Source data Start Marker
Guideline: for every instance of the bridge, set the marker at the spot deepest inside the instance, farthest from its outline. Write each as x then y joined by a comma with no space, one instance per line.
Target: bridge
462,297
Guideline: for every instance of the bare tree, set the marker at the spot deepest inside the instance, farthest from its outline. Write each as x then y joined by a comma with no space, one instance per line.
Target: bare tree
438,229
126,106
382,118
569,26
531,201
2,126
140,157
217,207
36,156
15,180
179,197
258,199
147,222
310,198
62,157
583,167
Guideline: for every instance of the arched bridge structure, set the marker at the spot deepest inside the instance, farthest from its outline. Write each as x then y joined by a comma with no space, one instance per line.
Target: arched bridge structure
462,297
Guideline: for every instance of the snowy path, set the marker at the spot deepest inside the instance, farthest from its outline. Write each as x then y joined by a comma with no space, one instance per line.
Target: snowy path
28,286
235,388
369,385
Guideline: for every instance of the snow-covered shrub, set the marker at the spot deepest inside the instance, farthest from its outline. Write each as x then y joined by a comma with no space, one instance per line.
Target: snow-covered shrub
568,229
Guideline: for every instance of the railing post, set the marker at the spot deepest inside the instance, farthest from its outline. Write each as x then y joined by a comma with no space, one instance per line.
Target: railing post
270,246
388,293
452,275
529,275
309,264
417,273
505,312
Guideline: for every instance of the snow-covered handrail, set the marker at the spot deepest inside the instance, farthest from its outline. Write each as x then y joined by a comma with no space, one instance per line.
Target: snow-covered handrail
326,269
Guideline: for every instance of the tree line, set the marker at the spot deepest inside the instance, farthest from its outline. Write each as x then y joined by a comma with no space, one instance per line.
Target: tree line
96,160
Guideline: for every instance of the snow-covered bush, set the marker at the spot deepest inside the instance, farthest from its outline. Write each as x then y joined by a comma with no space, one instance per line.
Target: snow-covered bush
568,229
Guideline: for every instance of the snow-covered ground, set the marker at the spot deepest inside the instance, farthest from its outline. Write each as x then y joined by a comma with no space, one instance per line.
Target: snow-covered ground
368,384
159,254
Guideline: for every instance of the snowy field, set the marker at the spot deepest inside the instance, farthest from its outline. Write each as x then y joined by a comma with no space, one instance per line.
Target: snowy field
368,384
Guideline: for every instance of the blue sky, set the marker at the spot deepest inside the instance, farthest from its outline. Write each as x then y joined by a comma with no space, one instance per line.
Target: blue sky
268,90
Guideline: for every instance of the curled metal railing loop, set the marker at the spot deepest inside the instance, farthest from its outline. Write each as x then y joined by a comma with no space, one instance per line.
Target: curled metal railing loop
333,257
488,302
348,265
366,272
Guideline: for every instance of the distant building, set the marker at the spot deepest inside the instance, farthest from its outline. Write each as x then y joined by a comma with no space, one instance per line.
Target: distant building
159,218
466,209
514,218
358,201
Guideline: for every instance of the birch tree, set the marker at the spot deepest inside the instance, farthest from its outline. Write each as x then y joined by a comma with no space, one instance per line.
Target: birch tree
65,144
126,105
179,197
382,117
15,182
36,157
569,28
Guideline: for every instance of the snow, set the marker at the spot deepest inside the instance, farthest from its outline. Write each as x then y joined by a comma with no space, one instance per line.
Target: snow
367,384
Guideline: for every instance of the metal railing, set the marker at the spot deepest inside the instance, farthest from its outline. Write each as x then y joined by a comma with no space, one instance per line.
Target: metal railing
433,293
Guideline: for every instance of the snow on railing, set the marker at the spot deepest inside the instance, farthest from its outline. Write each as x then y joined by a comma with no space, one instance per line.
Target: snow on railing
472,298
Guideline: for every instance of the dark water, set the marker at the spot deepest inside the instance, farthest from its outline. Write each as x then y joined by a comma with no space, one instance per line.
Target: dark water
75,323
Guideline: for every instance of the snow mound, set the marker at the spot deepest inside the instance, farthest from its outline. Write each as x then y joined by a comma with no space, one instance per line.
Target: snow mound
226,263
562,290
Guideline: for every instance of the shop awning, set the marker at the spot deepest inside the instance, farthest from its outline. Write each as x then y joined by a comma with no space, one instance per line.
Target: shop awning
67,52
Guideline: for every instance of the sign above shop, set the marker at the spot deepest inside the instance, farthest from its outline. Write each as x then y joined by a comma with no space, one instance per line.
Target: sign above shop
Source data End Marker
Please give back, exactly as it stands above, the stretch from the line with "Guideline: for every instance of the snow on" through the line with "Guideline: for every instance of the snow mound, set", and no line outside it.

Guideline: for every instance of the snow on railing, set the marker at the spot deepest inside the instance, farthest from its outline. Write each as x then y joined by a comma with no space, one instance per line.
Target: snow on railing
472,298
Guideline: for every instance of the dark water, set the marker at the spot deepest inside the instance, farthest from its outline. Write each as x then y joined by a comma with no space, one instance per line.
Target: dark water
75,323
Guideline: for every instance of the snow mound, set the marker at the spot deepest inside the instance, farthest from its outline. Write each as x then y joined by a comma with no space, one instance per line.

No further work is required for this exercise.